TLR agonists were chosen as stimuli to illustrate the differential effect on the IFN subtype expression. In 3-hr cell cultures, imiquimod was able to induce increases of most of the IFN-α genes, as opposed to LPS and poly I:C that moderately increased the levels of a limited amount of IFN subtypes. A more broad and robust upregulation of the expression response of these genes was previously observed with the treatment of Rh PBMCs with TLR9 agonists (CpG types C and D) (Puig and others 2012); however, the authors showed that the timing on the response was critical to capture the relative increases in type I IFN gene expression. Time course studies would be of use in characterizing the kinetics of the IFN response to different stimuli, although this was not the purpose of the present study.
In summary, we report a validated assay for rhesus macaque type I, II, and III IFNs that include all subtypes of IFN-α, and can identify differences in IFN expression patterns among PBMCs stimulated with individual TLR agonists. The assay includes standard curves for absolute measurement of the template copy number, and our data support our assertion that qRT-PCR data are best displayed in this manner, or in the absence of cDNA standards, according to the ΔCq method. We suggest that a comprehensive analysis of type I IFN expression will be of utility in the use of rhesus macaques as models for infectious diseases, vaccine development, and cancer.

[Records shown]
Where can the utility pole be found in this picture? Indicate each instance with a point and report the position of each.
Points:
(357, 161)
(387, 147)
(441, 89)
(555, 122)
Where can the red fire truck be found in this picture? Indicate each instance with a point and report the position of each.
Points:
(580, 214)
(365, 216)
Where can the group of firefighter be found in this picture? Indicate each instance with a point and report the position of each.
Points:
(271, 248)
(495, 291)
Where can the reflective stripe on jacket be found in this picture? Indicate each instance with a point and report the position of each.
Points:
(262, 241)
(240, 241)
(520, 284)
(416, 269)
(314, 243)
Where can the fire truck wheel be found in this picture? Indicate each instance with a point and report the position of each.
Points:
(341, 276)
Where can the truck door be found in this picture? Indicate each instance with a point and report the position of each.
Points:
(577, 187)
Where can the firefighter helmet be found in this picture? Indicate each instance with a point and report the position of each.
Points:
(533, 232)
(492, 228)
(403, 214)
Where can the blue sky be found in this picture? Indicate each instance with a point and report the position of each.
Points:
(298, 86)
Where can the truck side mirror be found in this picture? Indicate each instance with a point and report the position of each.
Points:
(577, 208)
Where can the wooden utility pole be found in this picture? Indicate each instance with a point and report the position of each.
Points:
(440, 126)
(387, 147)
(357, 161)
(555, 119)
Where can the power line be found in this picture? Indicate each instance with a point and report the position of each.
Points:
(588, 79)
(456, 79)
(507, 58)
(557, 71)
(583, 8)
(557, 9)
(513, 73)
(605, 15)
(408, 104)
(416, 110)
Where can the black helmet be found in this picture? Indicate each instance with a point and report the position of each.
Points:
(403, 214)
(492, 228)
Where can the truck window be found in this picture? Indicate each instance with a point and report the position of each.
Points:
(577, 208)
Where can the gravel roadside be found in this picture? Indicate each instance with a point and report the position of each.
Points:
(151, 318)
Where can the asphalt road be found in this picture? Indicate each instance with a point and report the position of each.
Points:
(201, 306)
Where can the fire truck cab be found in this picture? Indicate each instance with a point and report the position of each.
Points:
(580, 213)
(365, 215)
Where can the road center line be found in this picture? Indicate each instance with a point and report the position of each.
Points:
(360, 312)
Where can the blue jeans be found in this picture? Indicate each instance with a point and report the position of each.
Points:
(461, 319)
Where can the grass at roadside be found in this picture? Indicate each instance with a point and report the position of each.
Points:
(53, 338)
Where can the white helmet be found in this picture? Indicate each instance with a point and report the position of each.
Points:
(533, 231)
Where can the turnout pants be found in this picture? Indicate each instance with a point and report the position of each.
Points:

[Work to complete]
1 - Translate this sentence from the interferon passage into Spanish: "We suggest that a comprehensive analysis of type I IFN expression will be of utility in the use of rhesus macaques as models for infectious diseases, vaccine development, and cancer."
2 - According to the interferon passage, which stimulus induced increases of most of the IFN-α genes in 3-hr cell cultures?
3 - Resume the interferon passage after its final sentence.
The data here were taken from a different source than the interferon passage.

[Answers given]
1 - Sugerimos que un análisis exhaustivo de la expresión del IFN de tipo I será de utilidad en el uso de macacos rhesus como modelos para enfermedades infecciosas, el desarrollo de vacunas y el cáncer.

2 - Imiquimod.

3 -
Footnotes
Acknowledgments
The authors thank Harold Dickensheets for reviewing the article. In addition, we thank Lewis Shankle and the Animal Care Facility staff for their expert care of the nonhuman primates included in this study. The assertions herein are the private ones of the authors and are not to be construed as official or as reflecting the views of the Food and Drug Administration at large. This work was funded by FDA Intramural Funds, CBER/FDA-NIAID/NIH interagency agreement YI-AI-6153-01, DHSS National Vaccine Program Office, and NIH Intramural Targeted Antiviral Program. This project was supported in part by an appointment to the Research Participation Program at the Center for Biologics Evaluation and Research administered by the Oak Ridge Institute for Science and Education through and interagency agreement between the U.S. Department of Energy and the U.S. Food and Drug Administration.
Author Disclosure Statement
L.M.S., M.H., and R.L.R. are inventors of the technology to measure expression of rhesus macaque IFN-α and IFN-λ subtypes and may derive royalty income from it. No competing financial interests exist.